→ Source passage
■ ■ ■
Int Multiplication Algorithms
Overview
Multiplication of Int values automatically selects the optimal algorithm based on the operand word count.
The user never needs to choose an algorithm explicitly.
For small word counts the low-overhead Basecase is used,
and as the size grows the algorithm switches to asymptotically faster methods.
One word = 64 bits, corresponding to roughly 19 decimal digits. For example, a 100-digit number occupies about 6 words, so Basecase is used.
For usage details, see Int API Reference — Arithmetic Operators.
Algorithm Selection and Thresholds
calx determines its thresholds based on empirical benchmarks. The following table shows the algorithm selected for $a \times b$ based on $\min(\text{words}(a), \text{words}(b))$.
| Word count | Algorithm | Complexity |
|---|---|---|
| $< 22$ | Basecase (long multiplication) | $O(n^2)$ |
| $22$–$139$ | Karatsuba | $O(n^{1.585})$ |
| $140$–$199$ | Toom-Cook-3 | $O(n^{1.465})$ |
| $200$–$599$ | Toom-Cook-4 | $O(n^{1.404})$ |
| $600$–$1\,049$ | Toom-Cook-6 | $O(n^{1.338})$ |
| $\geq 1\,050$ | NTT (Schönhage–Strassen) | $O(n \log n \log \log n)$ |
The Toom-Cook-3 range of $140$–$199$ is narrow because
the calx Toom-Cook-4 implementation has a smaller constant factor than Toom-Cook-3.
Toom-Cook-3 splits the input into 3 parts and performs 5 multiplications,
while Toom-Cook-4 splits into 4 parts and performs 7 multiplications.
In terms of multiplications per split, Toom-Cook-4 is more efficient.
■ ■ ■
→ Problem statement
From the passage on Int multiplication algorithms, list every algorithm named in the threshold table.

Stored data entries:
■ ■ ■
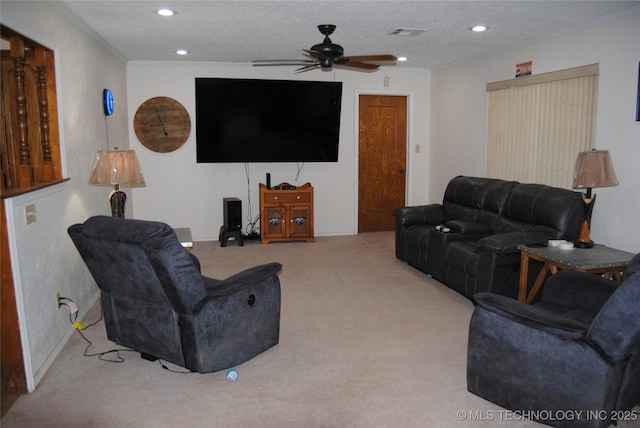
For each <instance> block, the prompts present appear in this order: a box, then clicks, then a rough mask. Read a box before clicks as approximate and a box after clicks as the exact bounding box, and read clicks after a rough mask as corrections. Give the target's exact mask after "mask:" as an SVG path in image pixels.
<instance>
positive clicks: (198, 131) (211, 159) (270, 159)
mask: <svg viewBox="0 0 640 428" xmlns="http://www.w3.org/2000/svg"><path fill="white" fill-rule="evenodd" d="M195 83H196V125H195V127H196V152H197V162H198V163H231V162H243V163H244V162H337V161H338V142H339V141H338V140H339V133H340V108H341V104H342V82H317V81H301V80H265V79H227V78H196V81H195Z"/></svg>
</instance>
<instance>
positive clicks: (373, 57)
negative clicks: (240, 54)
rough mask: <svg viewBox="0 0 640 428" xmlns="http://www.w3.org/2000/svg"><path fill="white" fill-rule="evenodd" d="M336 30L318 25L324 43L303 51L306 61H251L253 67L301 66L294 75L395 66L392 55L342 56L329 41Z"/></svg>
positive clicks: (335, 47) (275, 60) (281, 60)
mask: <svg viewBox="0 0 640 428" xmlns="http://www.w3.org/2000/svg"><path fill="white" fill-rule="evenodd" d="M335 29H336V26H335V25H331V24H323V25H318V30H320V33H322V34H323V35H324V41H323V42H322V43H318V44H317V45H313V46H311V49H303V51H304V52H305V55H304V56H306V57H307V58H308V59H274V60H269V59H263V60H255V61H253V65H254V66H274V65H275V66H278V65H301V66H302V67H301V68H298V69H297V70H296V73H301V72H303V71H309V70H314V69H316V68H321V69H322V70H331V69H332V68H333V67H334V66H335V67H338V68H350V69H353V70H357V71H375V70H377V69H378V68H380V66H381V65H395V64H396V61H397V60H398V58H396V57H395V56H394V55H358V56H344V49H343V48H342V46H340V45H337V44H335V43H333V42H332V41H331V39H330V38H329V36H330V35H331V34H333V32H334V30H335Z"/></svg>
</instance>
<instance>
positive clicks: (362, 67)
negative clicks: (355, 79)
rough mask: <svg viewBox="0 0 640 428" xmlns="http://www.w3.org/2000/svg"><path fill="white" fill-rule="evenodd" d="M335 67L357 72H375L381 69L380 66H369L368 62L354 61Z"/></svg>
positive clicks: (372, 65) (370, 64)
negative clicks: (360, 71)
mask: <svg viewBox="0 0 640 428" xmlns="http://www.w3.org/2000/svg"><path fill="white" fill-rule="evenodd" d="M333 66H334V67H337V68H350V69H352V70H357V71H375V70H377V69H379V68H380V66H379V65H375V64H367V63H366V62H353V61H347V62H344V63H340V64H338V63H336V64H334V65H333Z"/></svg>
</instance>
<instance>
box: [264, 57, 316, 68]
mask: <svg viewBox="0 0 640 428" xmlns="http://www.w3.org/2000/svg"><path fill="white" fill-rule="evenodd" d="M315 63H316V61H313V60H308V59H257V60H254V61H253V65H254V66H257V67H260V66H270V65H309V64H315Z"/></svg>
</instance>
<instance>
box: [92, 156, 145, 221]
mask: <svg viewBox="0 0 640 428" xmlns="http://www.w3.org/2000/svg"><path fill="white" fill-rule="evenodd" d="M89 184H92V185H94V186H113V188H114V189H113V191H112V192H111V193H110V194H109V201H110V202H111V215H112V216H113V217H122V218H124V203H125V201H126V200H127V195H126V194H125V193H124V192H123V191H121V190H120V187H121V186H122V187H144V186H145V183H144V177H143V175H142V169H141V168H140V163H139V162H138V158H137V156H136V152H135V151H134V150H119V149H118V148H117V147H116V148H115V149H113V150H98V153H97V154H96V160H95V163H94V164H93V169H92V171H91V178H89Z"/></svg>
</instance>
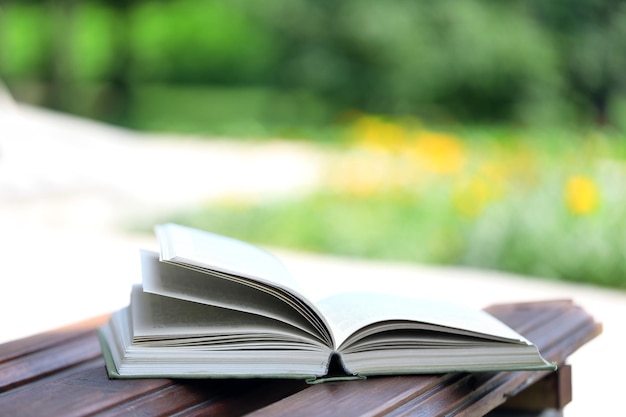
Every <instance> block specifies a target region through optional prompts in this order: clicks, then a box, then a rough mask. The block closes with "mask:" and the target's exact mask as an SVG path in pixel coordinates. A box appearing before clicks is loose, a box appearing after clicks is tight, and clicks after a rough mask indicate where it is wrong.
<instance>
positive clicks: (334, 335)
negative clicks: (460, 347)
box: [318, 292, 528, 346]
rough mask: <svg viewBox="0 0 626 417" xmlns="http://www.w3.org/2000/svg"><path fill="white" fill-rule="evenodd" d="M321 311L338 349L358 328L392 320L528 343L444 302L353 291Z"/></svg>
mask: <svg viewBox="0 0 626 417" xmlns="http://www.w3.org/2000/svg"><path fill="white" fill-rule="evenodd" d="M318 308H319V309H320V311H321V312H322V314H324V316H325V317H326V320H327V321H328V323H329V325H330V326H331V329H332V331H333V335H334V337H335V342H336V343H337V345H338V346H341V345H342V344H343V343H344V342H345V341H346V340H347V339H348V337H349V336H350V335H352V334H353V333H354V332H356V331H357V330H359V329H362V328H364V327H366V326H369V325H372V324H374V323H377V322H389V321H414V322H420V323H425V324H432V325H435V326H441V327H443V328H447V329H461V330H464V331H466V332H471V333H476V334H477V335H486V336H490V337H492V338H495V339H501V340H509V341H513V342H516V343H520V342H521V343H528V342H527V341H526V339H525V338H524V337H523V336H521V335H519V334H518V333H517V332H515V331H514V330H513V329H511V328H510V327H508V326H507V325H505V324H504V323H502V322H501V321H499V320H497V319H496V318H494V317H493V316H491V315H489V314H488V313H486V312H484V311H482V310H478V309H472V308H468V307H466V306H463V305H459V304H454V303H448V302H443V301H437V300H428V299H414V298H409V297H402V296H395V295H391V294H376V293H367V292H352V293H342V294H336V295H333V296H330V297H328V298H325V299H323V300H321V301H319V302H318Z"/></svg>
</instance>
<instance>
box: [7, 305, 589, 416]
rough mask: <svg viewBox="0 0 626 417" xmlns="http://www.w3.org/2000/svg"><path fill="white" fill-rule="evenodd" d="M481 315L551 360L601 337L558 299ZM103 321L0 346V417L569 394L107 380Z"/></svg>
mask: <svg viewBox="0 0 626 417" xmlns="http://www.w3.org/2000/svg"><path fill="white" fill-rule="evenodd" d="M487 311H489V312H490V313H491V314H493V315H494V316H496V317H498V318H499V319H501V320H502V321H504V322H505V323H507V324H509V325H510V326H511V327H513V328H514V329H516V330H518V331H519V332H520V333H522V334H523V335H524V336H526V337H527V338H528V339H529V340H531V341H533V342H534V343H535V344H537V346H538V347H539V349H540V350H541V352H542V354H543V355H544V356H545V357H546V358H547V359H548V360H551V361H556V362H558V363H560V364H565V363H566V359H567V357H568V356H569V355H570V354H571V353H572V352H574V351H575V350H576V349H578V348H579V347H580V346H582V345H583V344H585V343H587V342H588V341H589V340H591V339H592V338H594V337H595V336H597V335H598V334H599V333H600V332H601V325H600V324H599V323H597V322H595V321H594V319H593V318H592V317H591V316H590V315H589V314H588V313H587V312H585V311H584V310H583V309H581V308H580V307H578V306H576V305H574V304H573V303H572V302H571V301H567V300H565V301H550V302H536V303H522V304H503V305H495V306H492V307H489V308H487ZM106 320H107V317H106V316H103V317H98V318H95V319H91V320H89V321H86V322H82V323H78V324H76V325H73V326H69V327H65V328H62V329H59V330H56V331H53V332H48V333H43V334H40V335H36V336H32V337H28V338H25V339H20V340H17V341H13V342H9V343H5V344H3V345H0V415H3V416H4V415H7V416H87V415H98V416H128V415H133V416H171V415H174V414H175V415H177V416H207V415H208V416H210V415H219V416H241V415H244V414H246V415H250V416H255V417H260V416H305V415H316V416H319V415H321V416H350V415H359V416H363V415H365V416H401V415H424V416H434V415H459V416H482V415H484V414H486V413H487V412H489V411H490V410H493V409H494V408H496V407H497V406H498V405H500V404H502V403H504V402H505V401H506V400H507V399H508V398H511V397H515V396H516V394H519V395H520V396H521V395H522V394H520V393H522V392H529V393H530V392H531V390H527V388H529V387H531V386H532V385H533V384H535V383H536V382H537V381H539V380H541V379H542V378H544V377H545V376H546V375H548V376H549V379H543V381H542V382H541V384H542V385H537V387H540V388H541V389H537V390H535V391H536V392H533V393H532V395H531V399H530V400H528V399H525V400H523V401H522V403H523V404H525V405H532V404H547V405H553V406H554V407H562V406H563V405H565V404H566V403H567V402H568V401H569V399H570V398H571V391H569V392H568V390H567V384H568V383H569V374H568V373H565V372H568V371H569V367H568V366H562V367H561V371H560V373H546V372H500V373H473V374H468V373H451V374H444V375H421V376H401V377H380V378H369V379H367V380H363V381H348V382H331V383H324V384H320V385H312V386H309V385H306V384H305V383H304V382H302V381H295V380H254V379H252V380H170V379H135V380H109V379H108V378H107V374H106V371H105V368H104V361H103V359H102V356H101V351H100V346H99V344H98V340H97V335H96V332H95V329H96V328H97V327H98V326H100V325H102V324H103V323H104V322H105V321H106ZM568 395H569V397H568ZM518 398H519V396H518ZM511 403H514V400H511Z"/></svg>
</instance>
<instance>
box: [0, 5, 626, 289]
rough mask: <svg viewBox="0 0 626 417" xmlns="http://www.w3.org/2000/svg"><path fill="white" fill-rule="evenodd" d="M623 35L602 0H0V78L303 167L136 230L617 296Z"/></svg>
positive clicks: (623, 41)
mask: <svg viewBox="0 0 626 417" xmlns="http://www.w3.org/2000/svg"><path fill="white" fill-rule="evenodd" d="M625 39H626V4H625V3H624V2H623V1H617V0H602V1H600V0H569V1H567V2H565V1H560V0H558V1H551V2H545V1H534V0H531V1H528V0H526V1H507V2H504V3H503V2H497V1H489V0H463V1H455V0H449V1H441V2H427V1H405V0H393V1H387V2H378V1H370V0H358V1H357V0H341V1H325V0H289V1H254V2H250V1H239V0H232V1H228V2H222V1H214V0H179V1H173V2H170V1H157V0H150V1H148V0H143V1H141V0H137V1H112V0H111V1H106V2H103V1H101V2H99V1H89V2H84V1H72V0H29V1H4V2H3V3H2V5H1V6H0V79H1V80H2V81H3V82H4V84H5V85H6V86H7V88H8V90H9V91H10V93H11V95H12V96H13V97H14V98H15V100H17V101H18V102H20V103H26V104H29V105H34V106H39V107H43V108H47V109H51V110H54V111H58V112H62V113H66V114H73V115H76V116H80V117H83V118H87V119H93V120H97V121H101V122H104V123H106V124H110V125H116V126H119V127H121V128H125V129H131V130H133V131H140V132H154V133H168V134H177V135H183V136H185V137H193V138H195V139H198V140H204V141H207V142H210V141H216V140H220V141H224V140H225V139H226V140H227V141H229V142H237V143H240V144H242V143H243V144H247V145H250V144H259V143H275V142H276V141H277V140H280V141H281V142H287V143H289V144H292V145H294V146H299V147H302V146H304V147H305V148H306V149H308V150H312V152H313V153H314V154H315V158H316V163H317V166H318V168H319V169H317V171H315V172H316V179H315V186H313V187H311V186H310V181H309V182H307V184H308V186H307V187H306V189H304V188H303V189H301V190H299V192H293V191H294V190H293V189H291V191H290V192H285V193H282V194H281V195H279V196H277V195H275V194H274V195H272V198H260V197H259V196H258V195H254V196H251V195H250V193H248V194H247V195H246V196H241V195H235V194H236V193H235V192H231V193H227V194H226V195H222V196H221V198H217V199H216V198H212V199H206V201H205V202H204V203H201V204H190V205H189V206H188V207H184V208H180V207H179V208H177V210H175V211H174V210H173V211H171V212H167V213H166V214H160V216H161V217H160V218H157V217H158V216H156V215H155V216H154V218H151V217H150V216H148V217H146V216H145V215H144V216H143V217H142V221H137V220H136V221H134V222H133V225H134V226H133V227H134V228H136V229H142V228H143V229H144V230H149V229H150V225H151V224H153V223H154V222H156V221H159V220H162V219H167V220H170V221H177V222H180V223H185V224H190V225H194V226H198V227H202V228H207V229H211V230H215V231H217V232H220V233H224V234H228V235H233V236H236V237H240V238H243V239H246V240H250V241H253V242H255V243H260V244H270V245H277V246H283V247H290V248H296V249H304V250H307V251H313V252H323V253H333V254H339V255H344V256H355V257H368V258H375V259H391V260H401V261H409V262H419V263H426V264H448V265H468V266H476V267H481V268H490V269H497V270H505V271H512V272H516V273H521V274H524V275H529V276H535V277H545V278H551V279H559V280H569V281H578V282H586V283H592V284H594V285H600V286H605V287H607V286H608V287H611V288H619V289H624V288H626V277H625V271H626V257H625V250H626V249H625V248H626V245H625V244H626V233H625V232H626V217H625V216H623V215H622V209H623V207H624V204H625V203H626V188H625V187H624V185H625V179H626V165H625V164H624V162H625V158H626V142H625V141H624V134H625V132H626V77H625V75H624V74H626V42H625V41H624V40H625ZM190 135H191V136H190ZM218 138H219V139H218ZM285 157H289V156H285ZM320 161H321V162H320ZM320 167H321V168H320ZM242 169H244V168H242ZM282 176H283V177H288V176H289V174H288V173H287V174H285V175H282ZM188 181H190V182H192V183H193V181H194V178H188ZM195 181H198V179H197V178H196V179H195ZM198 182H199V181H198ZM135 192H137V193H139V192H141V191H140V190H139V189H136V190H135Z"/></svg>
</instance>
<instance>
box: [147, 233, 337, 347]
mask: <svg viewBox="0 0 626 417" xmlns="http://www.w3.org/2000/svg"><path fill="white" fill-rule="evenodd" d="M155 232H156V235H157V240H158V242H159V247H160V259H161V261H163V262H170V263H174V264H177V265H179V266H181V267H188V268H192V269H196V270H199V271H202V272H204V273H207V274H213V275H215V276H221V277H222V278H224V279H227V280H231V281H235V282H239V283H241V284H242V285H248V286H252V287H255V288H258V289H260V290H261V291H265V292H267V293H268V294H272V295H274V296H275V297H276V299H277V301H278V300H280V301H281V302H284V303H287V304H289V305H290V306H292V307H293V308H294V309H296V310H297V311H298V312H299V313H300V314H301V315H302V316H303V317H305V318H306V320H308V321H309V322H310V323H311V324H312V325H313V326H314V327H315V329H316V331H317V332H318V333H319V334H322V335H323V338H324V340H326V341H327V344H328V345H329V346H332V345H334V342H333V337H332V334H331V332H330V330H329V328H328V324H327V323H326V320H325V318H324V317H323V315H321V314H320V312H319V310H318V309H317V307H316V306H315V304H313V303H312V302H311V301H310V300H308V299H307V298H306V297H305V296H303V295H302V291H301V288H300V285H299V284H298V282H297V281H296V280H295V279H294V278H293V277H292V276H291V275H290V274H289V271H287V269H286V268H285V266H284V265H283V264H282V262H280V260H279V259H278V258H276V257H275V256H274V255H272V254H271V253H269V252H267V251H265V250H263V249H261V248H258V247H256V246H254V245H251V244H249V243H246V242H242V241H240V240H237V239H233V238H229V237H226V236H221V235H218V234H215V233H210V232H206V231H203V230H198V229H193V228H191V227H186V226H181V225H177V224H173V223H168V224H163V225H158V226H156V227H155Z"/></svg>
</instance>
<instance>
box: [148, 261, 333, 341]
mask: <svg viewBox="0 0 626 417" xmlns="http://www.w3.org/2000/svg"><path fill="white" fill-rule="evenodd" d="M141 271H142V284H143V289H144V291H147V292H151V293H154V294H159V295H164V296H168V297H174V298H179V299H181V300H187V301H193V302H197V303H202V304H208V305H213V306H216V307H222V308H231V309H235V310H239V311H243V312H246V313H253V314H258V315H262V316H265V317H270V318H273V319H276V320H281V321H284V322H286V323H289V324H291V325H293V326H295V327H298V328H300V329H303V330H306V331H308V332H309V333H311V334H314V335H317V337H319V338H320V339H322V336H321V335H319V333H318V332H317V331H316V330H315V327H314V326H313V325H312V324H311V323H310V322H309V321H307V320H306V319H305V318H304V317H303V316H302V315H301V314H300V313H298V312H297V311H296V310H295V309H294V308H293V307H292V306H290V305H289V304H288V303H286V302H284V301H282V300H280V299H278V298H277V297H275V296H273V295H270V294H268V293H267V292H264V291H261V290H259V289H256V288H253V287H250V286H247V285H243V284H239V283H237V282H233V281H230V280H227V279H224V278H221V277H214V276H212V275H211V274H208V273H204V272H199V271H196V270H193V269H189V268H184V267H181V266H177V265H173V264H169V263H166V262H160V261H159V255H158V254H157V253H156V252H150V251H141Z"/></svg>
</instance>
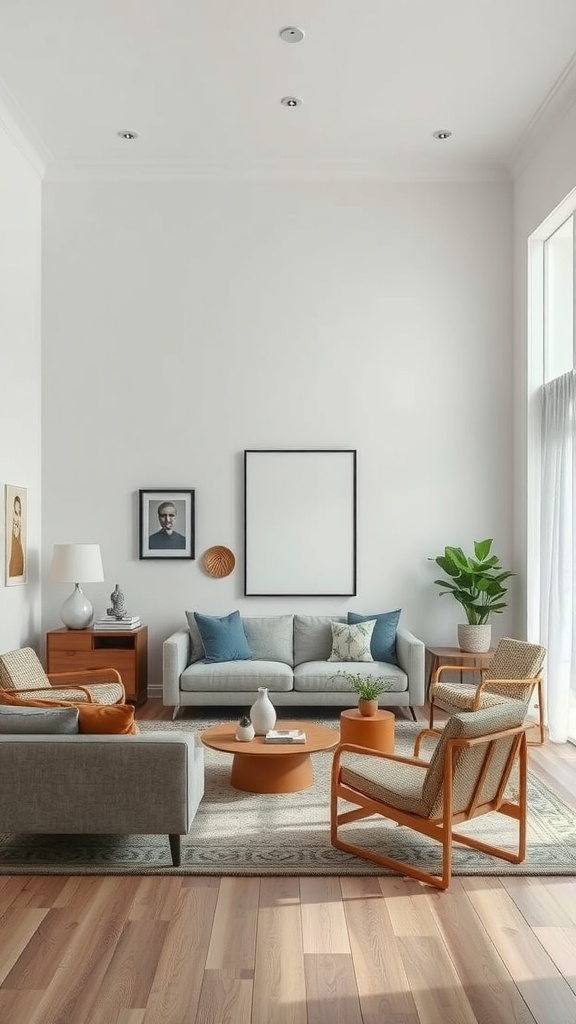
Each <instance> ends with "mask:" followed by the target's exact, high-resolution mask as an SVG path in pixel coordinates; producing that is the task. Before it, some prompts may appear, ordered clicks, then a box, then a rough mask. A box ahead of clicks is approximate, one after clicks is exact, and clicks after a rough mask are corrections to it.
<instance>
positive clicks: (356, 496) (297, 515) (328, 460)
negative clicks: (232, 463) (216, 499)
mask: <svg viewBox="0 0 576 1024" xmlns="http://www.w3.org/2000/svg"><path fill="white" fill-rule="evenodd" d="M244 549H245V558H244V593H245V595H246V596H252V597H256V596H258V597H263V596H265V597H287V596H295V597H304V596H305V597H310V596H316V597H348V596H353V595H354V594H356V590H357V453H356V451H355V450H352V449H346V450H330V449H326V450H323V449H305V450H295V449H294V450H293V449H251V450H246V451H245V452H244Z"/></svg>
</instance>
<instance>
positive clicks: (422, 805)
■ ■ ■
→ Result of this task
Basecase (long multiplication), Karatsuba, Toom-Cook-3, Toom-Cook-4, Toom-Cook-6, NTT (Schönhage–Strassen)